• TASK OBJECTIVE:
Please list every section heading in the plastic bag waste article below, leaving out its title.

• PASSAGE:
__________

Plastic Bag Waste in the Oceans
Over three trillion single use plastic bags are produced every year. Much of them find their way into our oceans. A large majority of these bags are made of polyethlene (PE). Polyethylene is a strong plastic that takes decades to break down. But it may be that the lowly wax worm can offer a solution to this massive problem.
Wax worms are commercially grown as food for humans in areas where meat is not readily available. They are used as well as live food for terrarium pets and some birds. However, most people will recognize them as food for captive reptiles such as bearded dragons, geckos, chameleons, turtles and hedgehogs, etc. Additionally, they are used as bait by anglers who refer to them as waxies. They are high in fat content, easy to breed and can survive for weeks at low temperatures.
Greater Wax Moth
However, an accidental discovery may help scientists find a remedy to all that PE waste. Scientist and beekeeper, Federica Bertocchini, from the Institute of Bio-medicine and Biotechnology of Cantabria in Spain was tending her bees in her backyard. She had cleaned out a hive that was infested with wax worms and put the debris in a plastic bag. Shortly after she saw that the plastic bag was full of holes. The wax worms had escaped.
So, were the wax worms just chewing through the plastic bag or were they actually eating it and breaking it down chemically in their guts? Bertocchini and her team decided to test the alternatives. They ground up some wax worms and spread the resulting pulp on a polyethylene bag. The PE bag degraded. Clearly a chemical reaction was going on and not just a physical breakdown.
Polyethylene into Glycol
The wax worm were actually changing the polyethylene into glycol, a liquid. Glycol is an alcohol. Thus the experiment showed that the polyethylene could be broken down into another material.
Enzyme in the Gut of Wax Worms
It is not clear how the wax moth chemically breaks down the plastic. Wax worms like to live in beehives where they survive on wax and honey. Both beeswax and polyethylene have strong carbon bonds. It is possible it is not the worm itself that causes the material to biodegrade but an enzyme in the gut of wax worms..
Another group of scientists at Brandon University in Manitoba, Canada concluded that the micro-organisms in their guts did allow the wax worms to “ingest and metabolize” polyethylene at an impressive rate. Furthermore, the researchers found that wax worms could survive on a sole diet of polyethylene. The scientists dubbed them “plastivores.”
Releasing live wax worms on plastic waste is not a viable solution. Wax worms are pests that like to feed on honey combs endangering bees and the crops and plants bees pollinate. And then what will do we do with all that glycol they might produce? Researchers are looking for ways to harness the gut bacteria to develop products or by-products that can be used to efficiently breakdown plastics. Therefore whole live organisms would not be required.

__________

• EXTRACTED RECORDS:
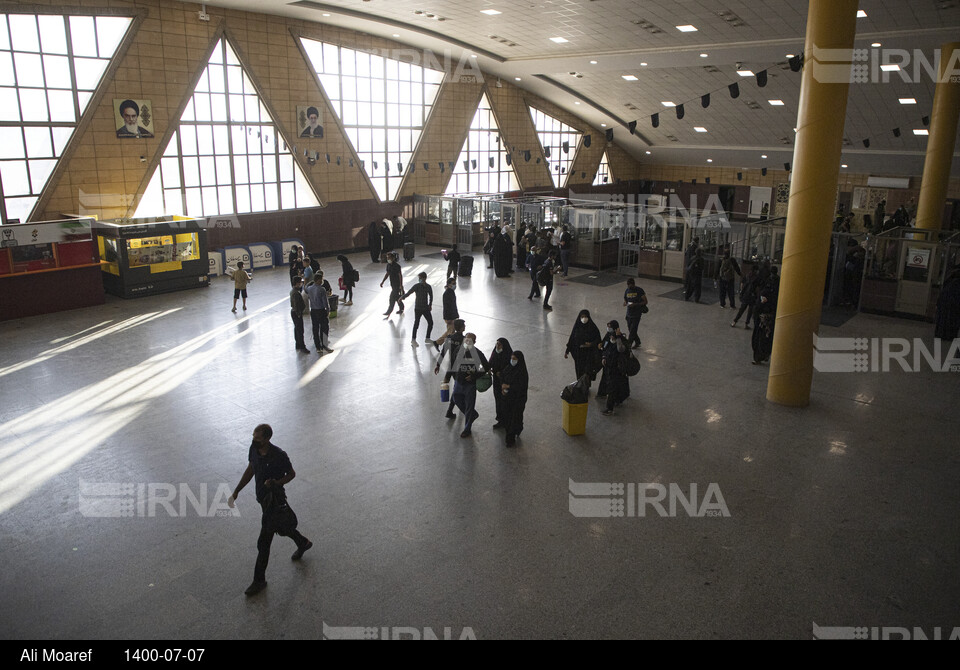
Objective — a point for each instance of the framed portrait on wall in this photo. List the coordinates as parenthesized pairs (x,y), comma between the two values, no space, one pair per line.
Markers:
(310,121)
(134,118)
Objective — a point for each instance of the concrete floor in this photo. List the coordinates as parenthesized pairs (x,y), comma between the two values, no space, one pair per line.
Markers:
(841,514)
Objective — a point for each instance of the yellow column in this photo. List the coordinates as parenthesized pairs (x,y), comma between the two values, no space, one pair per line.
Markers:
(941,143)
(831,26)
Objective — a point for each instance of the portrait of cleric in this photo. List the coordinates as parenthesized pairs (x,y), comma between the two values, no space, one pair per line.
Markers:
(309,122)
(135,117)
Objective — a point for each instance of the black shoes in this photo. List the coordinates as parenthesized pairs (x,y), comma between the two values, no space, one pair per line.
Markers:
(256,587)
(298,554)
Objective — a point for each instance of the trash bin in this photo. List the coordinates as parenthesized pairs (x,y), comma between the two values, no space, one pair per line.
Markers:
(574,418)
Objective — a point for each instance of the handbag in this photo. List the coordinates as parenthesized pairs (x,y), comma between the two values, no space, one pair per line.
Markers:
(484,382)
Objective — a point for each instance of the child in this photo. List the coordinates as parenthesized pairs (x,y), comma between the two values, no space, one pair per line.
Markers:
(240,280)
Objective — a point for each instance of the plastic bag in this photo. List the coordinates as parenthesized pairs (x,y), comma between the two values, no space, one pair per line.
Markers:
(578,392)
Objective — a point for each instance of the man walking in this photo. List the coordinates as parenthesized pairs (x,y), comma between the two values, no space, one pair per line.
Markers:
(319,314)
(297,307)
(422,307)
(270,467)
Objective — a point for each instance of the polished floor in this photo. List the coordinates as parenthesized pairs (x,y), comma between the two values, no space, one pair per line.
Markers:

__________

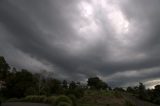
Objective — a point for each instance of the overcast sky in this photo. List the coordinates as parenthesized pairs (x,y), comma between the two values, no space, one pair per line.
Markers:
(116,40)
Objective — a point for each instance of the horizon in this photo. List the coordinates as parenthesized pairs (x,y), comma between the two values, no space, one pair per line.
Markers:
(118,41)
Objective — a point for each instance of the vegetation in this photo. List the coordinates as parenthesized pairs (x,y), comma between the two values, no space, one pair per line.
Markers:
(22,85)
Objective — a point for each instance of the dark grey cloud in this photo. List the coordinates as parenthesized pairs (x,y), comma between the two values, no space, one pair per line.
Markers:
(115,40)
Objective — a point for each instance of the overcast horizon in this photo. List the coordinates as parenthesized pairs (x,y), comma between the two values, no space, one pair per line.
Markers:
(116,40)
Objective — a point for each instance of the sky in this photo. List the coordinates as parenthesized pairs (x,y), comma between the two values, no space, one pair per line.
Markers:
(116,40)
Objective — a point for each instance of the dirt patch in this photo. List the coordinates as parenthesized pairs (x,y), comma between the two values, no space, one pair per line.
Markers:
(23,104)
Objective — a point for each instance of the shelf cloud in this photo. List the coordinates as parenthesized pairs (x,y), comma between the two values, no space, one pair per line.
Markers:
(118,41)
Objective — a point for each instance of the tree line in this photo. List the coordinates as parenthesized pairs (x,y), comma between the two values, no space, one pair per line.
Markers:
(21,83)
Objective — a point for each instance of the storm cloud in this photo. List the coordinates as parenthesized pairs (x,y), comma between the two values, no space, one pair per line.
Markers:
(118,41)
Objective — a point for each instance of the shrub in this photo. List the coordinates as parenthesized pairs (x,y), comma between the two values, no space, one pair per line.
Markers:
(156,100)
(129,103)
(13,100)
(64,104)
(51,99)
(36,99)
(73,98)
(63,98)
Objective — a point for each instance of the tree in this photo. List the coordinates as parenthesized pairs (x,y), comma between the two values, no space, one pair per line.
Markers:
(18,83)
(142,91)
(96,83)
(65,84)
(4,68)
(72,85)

__________

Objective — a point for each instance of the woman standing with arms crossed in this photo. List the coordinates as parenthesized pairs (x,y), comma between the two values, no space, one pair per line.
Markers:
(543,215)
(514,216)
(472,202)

__________

• EXERCISE ANSWER:
Greater Wax Moth
Polyethylene into Glycol
Enzyme in the Gut of Wax Worms